* [WHAT IS NEEDED]:
Reproduce the stretch of the records from the start through the line containing "[[886, 202]]", substituting "braided hair bun" for every occurrence of "blonde hair bun" and leaving all else unchanged.

** Start of ENTRIES PROVIDED **

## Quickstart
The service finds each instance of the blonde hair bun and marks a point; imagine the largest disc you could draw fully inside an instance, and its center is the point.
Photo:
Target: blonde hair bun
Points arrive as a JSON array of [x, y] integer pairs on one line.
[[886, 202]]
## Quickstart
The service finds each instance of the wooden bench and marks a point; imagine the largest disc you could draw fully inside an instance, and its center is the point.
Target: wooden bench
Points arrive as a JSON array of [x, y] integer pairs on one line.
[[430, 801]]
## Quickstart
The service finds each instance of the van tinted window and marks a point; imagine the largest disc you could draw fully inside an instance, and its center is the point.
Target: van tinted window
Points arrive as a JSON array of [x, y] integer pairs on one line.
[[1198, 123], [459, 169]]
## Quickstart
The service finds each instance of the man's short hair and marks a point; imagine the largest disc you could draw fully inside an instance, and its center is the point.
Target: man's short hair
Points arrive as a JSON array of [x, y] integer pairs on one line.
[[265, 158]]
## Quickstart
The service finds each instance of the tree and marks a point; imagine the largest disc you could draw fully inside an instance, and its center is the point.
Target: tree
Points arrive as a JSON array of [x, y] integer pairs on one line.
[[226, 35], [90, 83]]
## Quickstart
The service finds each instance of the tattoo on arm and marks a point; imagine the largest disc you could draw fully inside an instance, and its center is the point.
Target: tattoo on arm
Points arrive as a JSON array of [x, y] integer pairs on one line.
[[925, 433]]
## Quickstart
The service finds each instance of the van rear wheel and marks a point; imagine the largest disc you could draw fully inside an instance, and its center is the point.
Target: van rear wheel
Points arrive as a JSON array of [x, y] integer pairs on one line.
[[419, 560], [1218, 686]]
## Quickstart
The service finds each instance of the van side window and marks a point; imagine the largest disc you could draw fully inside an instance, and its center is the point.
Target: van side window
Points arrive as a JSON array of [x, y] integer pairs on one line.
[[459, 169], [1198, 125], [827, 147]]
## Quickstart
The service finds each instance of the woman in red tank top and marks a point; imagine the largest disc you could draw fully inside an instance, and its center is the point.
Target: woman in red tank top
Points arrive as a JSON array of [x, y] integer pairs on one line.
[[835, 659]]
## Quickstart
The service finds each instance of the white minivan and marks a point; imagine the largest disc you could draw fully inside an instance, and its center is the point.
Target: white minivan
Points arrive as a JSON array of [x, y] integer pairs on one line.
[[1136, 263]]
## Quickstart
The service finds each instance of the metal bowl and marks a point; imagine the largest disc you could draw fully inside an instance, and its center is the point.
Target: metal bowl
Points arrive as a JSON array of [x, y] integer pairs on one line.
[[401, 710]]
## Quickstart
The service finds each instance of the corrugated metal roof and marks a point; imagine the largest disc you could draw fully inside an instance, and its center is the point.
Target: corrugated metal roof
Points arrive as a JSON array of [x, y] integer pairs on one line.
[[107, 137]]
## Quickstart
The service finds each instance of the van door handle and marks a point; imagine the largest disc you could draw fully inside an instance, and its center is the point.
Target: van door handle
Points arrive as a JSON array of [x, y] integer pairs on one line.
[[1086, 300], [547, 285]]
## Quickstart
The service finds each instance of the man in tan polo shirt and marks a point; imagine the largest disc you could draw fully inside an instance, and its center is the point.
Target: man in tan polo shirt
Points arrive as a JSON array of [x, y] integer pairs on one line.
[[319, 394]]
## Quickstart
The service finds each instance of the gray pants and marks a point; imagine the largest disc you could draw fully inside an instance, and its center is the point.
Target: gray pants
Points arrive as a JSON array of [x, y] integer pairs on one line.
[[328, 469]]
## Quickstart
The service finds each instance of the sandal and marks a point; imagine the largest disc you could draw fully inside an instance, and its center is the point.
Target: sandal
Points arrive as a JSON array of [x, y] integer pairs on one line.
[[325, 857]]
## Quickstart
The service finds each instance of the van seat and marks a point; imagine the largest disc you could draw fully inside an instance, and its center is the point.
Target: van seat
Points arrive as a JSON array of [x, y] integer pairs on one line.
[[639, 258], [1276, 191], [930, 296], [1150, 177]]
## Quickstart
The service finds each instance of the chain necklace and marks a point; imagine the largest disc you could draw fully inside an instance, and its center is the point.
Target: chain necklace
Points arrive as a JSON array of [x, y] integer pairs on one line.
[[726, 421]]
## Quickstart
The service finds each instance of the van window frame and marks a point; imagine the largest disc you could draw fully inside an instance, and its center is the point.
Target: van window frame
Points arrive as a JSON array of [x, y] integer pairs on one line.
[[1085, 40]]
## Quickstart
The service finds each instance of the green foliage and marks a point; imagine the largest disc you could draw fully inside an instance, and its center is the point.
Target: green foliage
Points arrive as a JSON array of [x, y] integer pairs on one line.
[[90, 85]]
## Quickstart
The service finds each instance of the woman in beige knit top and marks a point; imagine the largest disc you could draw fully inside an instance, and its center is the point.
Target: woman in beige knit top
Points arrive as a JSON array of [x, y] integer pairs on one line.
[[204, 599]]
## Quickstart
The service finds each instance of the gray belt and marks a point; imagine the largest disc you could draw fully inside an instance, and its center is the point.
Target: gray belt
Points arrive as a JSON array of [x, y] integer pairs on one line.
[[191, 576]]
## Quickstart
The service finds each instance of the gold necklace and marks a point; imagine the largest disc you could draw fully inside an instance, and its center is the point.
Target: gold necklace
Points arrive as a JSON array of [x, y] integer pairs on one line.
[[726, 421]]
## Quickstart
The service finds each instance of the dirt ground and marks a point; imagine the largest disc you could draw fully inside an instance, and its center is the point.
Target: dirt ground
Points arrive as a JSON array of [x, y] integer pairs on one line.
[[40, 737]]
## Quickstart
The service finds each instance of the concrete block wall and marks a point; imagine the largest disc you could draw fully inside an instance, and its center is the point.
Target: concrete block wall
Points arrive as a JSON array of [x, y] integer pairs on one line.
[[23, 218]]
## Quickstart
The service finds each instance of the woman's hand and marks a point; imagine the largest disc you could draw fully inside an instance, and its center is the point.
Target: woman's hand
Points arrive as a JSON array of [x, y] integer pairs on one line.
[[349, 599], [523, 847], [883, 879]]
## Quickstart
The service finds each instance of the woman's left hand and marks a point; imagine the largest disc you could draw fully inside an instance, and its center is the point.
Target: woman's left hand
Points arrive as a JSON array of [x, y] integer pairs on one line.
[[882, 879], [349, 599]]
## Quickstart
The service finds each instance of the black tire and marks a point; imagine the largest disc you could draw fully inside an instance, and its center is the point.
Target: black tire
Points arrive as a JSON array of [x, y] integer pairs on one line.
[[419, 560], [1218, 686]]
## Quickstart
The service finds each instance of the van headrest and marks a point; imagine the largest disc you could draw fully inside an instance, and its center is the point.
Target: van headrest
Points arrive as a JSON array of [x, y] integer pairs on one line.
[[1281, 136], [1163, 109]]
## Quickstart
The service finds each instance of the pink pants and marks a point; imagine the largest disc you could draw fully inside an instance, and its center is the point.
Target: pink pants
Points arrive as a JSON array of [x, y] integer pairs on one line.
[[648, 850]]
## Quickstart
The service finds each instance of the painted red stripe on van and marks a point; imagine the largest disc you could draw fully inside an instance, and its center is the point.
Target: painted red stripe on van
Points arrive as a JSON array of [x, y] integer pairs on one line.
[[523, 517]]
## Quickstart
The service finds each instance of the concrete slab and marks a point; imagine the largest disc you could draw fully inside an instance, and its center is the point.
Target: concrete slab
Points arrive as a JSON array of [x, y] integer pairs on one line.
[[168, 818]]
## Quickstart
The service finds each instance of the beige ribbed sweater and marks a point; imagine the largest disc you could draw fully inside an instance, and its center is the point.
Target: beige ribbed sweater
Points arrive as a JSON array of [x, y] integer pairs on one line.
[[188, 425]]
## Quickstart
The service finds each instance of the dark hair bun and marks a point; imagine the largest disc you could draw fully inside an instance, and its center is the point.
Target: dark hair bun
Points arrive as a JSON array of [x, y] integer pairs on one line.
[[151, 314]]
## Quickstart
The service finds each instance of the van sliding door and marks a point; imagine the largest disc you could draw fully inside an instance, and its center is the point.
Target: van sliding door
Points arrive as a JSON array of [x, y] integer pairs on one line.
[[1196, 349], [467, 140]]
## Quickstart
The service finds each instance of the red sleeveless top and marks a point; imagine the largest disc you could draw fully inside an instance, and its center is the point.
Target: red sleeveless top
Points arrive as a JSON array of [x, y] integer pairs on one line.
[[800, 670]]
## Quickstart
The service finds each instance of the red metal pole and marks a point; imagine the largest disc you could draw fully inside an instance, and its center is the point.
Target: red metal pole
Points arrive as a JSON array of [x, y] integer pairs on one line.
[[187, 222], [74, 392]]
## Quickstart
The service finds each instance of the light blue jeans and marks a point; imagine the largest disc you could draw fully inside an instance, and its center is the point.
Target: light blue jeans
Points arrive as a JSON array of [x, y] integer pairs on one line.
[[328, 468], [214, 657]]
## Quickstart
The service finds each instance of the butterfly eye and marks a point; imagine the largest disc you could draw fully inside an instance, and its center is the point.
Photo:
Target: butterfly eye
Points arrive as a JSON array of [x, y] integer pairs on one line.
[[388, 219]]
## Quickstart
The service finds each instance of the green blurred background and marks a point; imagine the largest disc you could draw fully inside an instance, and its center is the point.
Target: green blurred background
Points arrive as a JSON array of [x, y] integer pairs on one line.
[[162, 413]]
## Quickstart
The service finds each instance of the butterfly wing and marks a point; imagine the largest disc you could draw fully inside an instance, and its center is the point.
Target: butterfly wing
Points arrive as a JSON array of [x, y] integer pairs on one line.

** End of ENTRIES PROVIDED **

* [RESPONSE TO THE EXERCISE]:
## Quickstart
The service finds each instance of the braided hair bun and marks a point; imagine the largest disc you could draw fully inside an instance, and its center is the point.
Photo:
Target: braided hair bun
Points arrive as a JSON array of [x, y] integer pairs on one line.
[[886, 202]]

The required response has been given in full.